Selected excerpt>
§

In Central Africa, critical minerals are a curse before they are a blessing. What makes this region the epicenter of a new extractive race?

The Central Africa region is mineral-rich but still largely unexplored. The Copperbelt, a geological area covering Zambia, part of Zimbabwe and southern Congo, is the historical mining area. That’s where industrial mining has been developed for colonial times. Copper and cobalt are so abundant in this area that the DRC is now the first producer of cobalt and the second producer of copper in the world. In addition to this historical mining area, gold and tin are abundant in the Great Lakes. The new extractive race is about the critical minerals and only a small part of the Central Africa mineral reserves has been industrially exploited.

The world wants “clean” energy—but often sources it through “dirty” politics. How do we break this cycle of resource hypocrisy in Africa?

For the past 20 years, there has been a lot of work to define good mining governance. The principles of mining good governance are well known: contract transparency, environment friendly mining techniques, traceability, local content for subcontracting, local transformation, local employment, civil society monitoring, etc. But implementing these principles remains very problematic. In most African countries, the conditions for implementation are not yet met and, from a business perspective, good governance costs more.

How do China, Russia, and Gulf States reshape the governance of mineral wealth in fragile States—and where do Western actors still matter?

In the African mining sector, China, Russia and Gulf states do not play in the same category. Chinese mining companies are playing a prominent role while Russia and Gulf states companies are minor investors. Gulf states companies are the newcomers while Russian companies are disinvesting. The western companies’ historical advantage has been seriously eroded by the Chinese competition (Zambia, DRC, Guinea, etc.) but the African governments now worry about China’s control of their mining sector. In the DRC and Guinea, they try to renegotiate the Chinese contracts.

Could African countries use their position to negotiate better terms—via regional blocs, national strategies, or company-level resistance?

When they realize that the market price is up and international competition is fierce, the African governments usually try to get more money. They usually talk about resource nationalism and use fiscal changes, contract renegotiations, export bans, expropriations, etc. The African governments own the mining rights, so they have a strong leverage over the mining companies. The problem is not whether they can negotiate better terms or not but who benefits from the mining rent…

Is there any credible pathway to processing or value-added production on the continent—or will Africa remain a supplier of raw materials?

§

Requests>
- 1) Do these statements agree with the text on Central Africa's minerals? (a) Russian companies are expanding their role in African mining. (b) The DRC is the world's first producer of cobalt. (c) From a business perspective, good governance is cheaper. For each, answer yes or no and quote the deciding words.
- 2) Rewrite the part of the text on Central Africa's minerals that opens with the words "In the African" and closes with "or company-level resistance?", swapping "newcomers" for "new entrants".

Information shown>
§

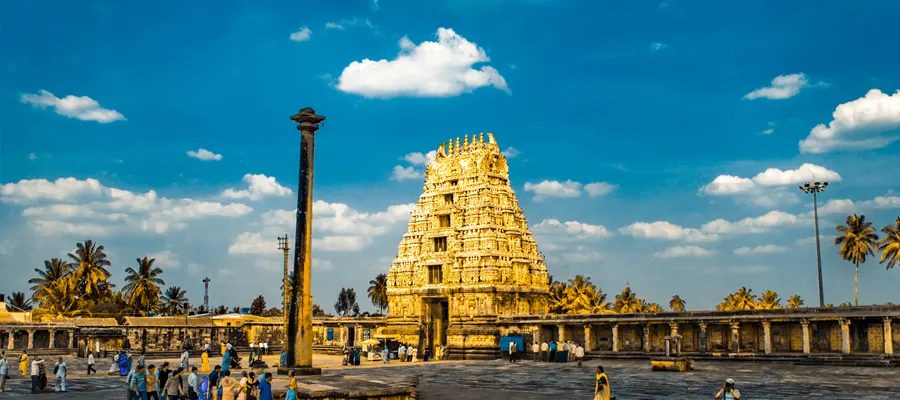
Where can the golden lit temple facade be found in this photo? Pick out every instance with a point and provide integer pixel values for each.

§

Task answers>
- 1)
(a) No: "Russian companies are disinvesting."
(b) Yes: "the DRC is now the first producer of cobalt"
(c) No: "from a business perspective, good governance costs more."

- 2)
In the African mining sector, China, Russia and Gulf states do not play in the same category. Chinese mining companies are playing a prominent role while Russia and Gulf states companies are minor investors. Gulf states companies are the new entrants while Russian companies are disinvesting. The western companies’ historical advantage has been seriously eroded by the Chinese competition (Zambia, DRC, Guinea, etc.) but the African governments now worry about China’s control of their mining sector. In the DRC and Guinea, they try to renegotiate the Chinese contracts.

Could African countries use their position to negotiate better terms—via regional blocs, national strategies, or company-level resistance?